▶ Entries provided:

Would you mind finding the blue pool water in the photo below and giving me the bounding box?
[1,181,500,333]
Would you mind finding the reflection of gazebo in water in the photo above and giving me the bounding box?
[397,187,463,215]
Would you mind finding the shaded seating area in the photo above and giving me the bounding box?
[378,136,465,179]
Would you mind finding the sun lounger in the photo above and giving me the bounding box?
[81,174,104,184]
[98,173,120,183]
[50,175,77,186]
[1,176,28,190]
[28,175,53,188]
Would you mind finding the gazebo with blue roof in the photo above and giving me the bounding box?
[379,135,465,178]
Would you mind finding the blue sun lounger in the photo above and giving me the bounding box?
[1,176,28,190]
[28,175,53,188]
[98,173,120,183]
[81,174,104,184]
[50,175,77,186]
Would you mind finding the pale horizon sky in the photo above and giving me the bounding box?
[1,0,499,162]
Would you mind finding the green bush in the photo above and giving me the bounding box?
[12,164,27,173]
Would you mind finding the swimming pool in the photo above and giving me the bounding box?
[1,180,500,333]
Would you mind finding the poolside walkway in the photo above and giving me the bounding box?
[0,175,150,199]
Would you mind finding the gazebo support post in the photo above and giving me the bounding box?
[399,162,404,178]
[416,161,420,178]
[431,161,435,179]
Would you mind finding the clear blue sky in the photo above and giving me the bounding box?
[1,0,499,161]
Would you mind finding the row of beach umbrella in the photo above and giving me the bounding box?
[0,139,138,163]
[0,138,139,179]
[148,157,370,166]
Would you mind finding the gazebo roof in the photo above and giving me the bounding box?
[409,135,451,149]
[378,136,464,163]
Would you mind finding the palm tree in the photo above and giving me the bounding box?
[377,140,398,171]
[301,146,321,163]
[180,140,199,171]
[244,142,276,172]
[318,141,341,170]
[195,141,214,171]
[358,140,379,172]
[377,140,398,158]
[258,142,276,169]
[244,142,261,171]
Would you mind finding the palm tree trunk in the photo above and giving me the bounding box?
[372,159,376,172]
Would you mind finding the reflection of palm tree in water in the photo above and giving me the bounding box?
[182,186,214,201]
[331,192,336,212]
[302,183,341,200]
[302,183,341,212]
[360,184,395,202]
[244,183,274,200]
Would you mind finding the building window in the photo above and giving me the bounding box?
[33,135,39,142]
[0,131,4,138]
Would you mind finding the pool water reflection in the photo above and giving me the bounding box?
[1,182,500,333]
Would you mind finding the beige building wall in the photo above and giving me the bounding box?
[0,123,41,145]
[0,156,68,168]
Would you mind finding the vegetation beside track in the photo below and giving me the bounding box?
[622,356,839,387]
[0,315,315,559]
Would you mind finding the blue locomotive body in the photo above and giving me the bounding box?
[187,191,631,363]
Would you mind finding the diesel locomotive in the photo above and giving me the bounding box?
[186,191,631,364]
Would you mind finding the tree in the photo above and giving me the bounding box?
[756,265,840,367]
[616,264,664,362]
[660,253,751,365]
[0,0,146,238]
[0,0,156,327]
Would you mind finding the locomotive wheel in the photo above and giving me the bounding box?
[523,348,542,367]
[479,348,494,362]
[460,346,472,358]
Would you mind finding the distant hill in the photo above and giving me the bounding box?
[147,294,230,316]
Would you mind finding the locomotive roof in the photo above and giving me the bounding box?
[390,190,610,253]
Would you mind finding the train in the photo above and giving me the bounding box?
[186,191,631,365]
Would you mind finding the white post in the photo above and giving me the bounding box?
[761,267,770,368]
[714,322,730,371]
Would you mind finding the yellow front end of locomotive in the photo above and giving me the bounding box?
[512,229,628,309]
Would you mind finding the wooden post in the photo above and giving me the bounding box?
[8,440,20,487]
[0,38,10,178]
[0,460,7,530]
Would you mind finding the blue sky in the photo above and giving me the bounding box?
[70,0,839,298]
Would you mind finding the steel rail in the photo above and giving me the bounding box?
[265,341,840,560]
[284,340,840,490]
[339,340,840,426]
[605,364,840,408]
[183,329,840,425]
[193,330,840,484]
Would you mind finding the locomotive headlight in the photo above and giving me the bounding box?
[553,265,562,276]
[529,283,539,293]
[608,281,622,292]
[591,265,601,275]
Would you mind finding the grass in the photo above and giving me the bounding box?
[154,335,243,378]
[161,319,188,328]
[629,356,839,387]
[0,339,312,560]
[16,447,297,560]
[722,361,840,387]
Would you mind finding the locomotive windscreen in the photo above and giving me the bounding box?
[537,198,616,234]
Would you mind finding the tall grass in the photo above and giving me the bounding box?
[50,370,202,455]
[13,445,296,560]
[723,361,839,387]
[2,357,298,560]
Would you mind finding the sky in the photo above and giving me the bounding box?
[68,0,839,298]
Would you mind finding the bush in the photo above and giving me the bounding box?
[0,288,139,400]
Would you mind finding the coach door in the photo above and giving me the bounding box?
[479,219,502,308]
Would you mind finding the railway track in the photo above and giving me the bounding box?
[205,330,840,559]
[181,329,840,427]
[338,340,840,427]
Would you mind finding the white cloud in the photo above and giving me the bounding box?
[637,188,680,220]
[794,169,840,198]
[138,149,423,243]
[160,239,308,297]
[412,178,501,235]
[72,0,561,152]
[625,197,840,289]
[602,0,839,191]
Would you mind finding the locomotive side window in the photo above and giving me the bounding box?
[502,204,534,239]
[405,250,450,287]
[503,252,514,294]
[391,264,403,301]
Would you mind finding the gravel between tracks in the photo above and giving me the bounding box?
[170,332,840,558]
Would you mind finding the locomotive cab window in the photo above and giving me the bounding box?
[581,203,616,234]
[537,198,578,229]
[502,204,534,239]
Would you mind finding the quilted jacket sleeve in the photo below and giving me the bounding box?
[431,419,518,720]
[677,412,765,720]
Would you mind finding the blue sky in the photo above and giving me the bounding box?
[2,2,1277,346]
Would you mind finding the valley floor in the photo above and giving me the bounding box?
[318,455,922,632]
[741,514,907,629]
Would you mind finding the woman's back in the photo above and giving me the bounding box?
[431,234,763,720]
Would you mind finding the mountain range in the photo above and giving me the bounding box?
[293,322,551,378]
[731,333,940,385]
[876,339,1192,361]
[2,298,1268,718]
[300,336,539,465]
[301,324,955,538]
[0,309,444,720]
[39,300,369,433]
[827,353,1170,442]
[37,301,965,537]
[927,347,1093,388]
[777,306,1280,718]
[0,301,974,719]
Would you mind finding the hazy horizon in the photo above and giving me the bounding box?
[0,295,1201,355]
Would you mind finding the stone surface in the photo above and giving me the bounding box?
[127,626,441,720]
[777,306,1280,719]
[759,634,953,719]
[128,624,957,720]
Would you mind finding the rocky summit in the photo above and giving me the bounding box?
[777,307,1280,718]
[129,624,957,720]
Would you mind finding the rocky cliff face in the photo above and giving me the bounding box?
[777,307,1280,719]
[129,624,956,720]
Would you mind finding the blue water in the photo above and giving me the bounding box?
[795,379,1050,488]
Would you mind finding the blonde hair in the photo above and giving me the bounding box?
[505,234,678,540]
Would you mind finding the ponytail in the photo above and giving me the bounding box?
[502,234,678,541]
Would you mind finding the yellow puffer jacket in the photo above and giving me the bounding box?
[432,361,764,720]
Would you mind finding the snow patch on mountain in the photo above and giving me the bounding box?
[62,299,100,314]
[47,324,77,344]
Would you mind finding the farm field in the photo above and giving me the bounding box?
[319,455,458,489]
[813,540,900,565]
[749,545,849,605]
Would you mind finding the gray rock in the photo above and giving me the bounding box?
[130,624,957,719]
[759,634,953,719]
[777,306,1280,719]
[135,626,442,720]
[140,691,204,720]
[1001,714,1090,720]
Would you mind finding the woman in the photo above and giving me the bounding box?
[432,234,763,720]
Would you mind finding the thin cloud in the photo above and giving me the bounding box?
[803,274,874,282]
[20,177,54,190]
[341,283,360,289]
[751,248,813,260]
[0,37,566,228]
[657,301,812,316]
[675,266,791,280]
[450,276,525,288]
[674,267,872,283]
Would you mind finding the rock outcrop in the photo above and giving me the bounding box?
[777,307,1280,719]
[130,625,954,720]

▶ What the exercise asks: The range runs from the line with "Would you mind finding the thin" to the last line of the entries above, both included. Restate it word for word.

▶ Result below:
Would you mind finding the thin cloud in the photo above and giving me the bounding box?
[803,274,874,282]
[20,177,54,190]
[341,283,360,289]
[751,248,813,260]
[0,37,566,228]
[657,301,812,316]
[675,266,791,280]
[450,276,525,288]
[674,267,872,283]
Would you mind finding the rock outcrop in the photo above and giving me the bounding box?
[777,307,1280,719]
[130,625,954,720]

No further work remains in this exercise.